WRITTEN REQUEST ::
Rewrite the data from its start through the line containing "Give the mask of the car window." as a numbered list, omitting blank lines and leaving out the pictures.

Start of RECORDS FOR PROCESSING

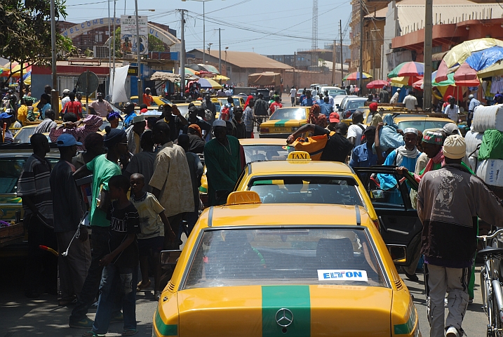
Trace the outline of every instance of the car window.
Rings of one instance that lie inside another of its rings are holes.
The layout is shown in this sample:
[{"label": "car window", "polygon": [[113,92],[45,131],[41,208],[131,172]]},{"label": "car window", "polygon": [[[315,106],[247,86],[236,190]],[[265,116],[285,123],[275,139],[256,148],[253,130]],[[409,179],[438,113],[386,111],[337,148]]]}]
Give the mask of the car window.
[{"label": "car window", "polygon": [[452,121],[448,119],[445,119],[445,121],[428,121],[424,119],[420,121],[404,121],[398,123],[398,128],[400,130],[405,130],[407,128],[414,128],[422,132],[429,128],[442,128],[444,125],[448,123],[452,123]]},{"label": "car window", "polygon": [[183,289],[245,285],[386,286],[361,227],[206,230]]},{"label": "car window", "polygon": [[248,188],[264,204],[330,204],[364,206],[351,177],[256,177]]},{"label": "car window", "polygon": [[278,109],[269,117],[269,120],[278,119],[305,119],[306,110],[302,108]]},{"label": "car window", "polygon": [[286,160],[288,154],[295,148],[288,145],[245,145],[246,164],[252,161]]},{"label": "car window", "polygon": [[[0,159],[0,194],[15,193],[18,190],[18,179],[22,172],[27,158]],[[59,159],[48,158],[51,164],[54,165]]]}]

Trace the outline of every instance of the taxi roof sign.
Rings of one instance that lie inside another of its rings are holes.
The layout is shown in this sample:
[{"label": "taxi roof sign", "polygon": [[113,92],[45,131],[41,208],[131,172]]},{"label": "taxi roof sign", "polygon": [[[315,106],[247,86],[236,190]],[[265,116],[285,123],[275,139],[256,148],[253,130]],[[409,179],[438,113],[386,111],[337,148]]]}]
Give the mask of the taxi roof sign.
[{"label": "taxi roof sign", "polygon": [[227,197],[227,206],[262,204],[258,193],[254,191],[233,192]]},{"label": "taxi roof sign", "polygon": [[305,151],[292,151],[286,160],[311,160],[311,156]]}]

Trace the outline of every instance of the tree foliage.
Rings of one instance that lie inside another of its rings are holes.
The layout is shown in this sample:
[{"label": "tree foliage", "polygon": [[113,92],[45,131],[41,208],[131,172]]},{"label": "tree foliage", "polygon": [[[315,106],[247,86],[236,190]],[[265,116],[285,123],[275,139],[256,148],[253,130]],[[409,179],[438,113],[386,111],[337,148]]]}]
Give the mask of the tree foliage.
[{"label": "tree foliage", "polygon": [[[55,0],[55,19],[66,18],[65,0]],[[70,39],[57,34],[60,52],[72,53]],[[47,0],[0,1],[0,56],[19,63],[50,64],[51,2]]]}]

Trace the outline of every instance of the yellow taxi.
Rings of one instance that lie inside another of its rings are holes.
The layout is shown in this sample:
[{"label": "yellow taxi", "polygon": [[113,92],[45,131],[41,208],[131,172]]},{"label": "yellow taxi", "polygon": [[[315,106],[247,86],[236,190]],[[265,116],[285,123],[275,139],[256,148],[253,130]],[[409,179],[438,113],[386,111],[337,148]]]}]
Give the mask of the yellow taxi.
[{"label": "yellow taxi", "polygon": [[421,132],[427,129],[439,130],[448,123],[454,123],[444,114],[400,114],[393,119],[400,130],[417,128]]},{"label": "yellow taxi", "polygon": [[260,124],[260,138],[287,138],[307,124],[310,107],[289,107],[276,109],[269,119]]},{"label": "yellow taxi", "polygon": [[337,161],[312,161],[293,151],[287,160],[247,164],[235,191],[256,192],[264,204],[358,205],[369,214],[390,251],[409,266],[421,242],[422,225],[412,206],[409,188],[417,183],[389,166],[351,168]]},{"label": "yellow taxi", "polygon": [[[147,107],[149,110],[157,110],[159,109],[159,107],[162,107],[165,104],[171,104],[171,102],[169,100],[166,100],[166,98],[164,98],[163,96],[152,96],[152,98],[154,100],[154,102],[152,102],[152,105]],[[140,109],[140,105],[138,104],[138,96],[131,96],[129,98],[129,101],[133,103],[135,103],[135,109]]]},{"label": "yellow taxi", "polygon": [[154,336],[420,336],[412,296],[358,206],[235,192],[203,212],[181,253],[161,253],[176,258]]}]

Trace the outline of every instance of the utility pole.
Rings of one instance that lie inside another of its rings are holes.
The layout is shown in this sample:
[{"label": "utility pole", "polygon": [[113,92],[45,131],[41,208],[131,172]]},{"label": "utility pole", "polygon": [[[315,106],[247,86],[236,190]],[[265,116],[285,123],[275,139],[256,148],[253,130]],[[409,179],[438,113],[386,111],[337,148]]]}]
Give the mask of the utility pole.
[{"label": "utility pole", "polygon": [[363,94],[363,0],[360,0],[360,70],[358,79],[358,96]]},{"label": "utility pole", "polygon": [[[180,37],[182,38],[182,50],[180,51],[180,95],[182,97],[185,94],[185,10],[179,9],[180,13],[182,14],[182,24],[180,33]],[[204,50],[203,50],[204,53]]]},{"label": "utility pole", "polygon": [[426,0],[424,8],[424,85],[423,110],[431,108],[431,39],[433,30],[433,0]]},{"label": "utility pole", "polygon": [[340,84],[344,79],[344,60],[342,60],[342,20],[339,20],[339,34],[340,37]]},{"label": "utility pole", "polygon": [[[56,72],[56,67],[58,62],[57,60],[57,51],[56,51],[56,19],[55,19],[55,7],[54,6],[54,0],[51,0],[51,48],[53,51],[53,90],[55,91],[55,95],[51,97],[51,105],[53,110],[55,112],[59,112],[59,91],[58,88],[58,73]],[[21,69],[25,66],[24,63],[20,65]],[[21,72],[22,74],[22,72]],[[22,77],[21,77],[21,81],[22,81]],[[21,95],[21,93],[20,93]]]},{"label": "utility pole", "polygon": [[334,44],[332,46],[332,85],[335,84],[335,61],[336,61],[336,53],[335,53],[335,40],[334,40]]},{"label": "utility pole", "polygon": [[[115,1],[114,1],[115,2]],[[136,12],[136,56],[138,58],[138,105],[143,104],[143,87],[142,86],[142,60],[140,55],[140,22],[138,22],[138,0],[135,0],[135,11]],[[115,11],[114,11],[115,13]],[[115,19],[114,19],[115,22]],[[115,40],[114,40],[115,41]],[[114,77],[115,77],[115,70],[114,70]]]}]

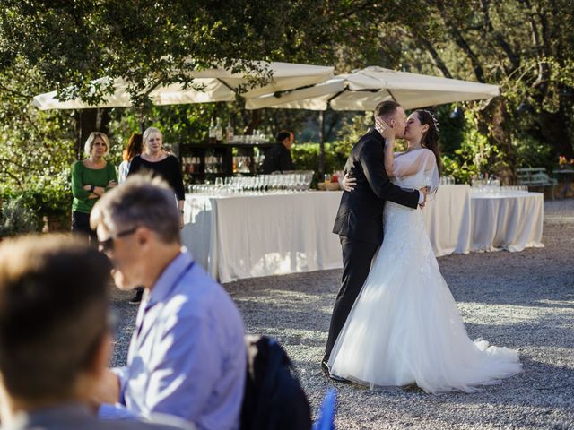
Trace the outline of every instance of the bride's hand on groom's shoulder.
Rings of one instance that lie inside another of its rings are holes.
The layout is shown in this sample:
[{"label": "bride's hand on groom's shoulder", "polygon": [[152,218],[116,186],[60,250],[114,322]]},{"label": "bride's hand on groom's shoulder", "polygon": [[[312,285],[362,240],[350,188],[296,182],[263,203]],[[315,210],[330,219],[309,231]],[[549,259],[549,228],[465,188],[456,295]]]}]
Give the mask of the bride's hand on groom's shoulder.
[{"label": "bride's hand on groom's shoulder", "polygon": [[427,202],[427,194],[429,193],[429,190],[426,186],[423,186],[422,188],[419,189],[419,193],[421,193],[424,196],[424,198],[422,199],[422,202],[419,203],[419,206],[421,207],[421,209],[422,209],[424,208],[424,205]]},{"label": "bride's hand on groom's shoulder", "polygon": [[387,143],[395,142],[395,129],[387,124],[383,118],[375,117],[375,128]]},{"label": "bride's hand on groom's shoulder", "polygon": [[357,185],[357,179],[355,177],[350,176],[348,173],[344,174],[343,180],[341,181],[341,185],[343,185],[343,189],[344,191],[352,191],[355,189],[355,185]]}]

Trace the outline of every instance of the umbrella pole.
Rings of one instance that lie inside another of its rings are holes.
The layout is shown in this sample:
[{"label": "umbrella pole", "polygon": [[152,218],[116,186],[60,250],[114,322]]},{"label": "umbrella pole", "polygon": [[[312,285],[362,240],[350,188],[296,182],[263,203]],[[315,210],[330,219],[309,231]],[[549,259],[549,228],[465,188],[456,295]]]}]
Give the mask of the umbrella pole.
[{"label": "umbrella pole", "polygon": [[319,112],[319,173],[325,174],[325,112]]}]

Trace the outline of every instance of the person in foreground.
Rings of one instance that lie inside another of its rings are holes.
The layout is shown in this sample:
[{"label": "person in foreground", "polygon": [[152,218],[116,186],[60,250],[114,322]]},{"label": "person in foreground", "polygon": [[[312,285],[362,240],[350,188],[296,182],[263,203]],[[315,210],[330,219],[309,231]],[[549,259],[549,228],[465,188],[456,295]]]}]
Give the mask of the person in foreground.
[{"label": "person in foreground", "polygon": [[[384,125],[383,125],[384,126]],[[391,128],[392,127],[388,127]],[[408,149],[385,148],[385,168],[404,188],[439,186],[439,127],[426,110],[413,113]],[[348,179],[344,180],[345,189]],[[351,191],[355,193],[355,191]],[[421,211],[390,202],[385,241],[341,331],[331,357],[338,377],[370,385],[416,384],[427,392],[476,391],[519,373],[516,351],[471,340],[445,282]]]},{"label": "person in foreground", "polygon": [[127,366],[110,371],[102,418],[161,412],[201,429],[236,429],[247,369],[233,301],[181,247],[173,189],[129,176],[93,208],[91,227],[116,285],[144,286]]},{"label": "person in foreground", "polygon": [[169,430],[102,422],[92,395],[108,364],[109,262],[59,236],[0,245],[0,412],[8,430]]},{"label": "person in foreground", "polygon": [[[406,116],[394,101],[383,101],[375,108],[375,119],[386,120],[394,127],[394,137],[403,136]],[[344,193],[337,211],[333,233],[339,235],[343,249],[343,279],[337,294],[329,335],[321,361],[323,370],[328,372],[327,362],[335,340],[343,328],[361,288],[367,279],[370,262],[383,241],[383,208],[390,201],[417,209],[424,205],[425,190],[404,190],[392,184],[385,170],[383,149],[386,135],[374,128],[364,134],[352,147],[344,166],[344,172],[356,179],[356,189]]]}]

End of RECORDS FOR PROCESSING

SOLVED EXERCISE ::
1. Trace the outline of every instance of the car window.
2. Rings of one instance that lie inside another of its rings are holes.
3. The layout is shown in this sample:
4. [{"label": "car window", "polygon": [[113,92],[45,131],[41,208],[131,172]]},{"label": "car window", "polygon": [[[315,106],[247,86],[236,190]],[[265,116],[285,123],[275,139],[256,148],[253,130]],[[409,179],[438,113],[386,111],[337,148]]]}]
5. Give the mask of the car window.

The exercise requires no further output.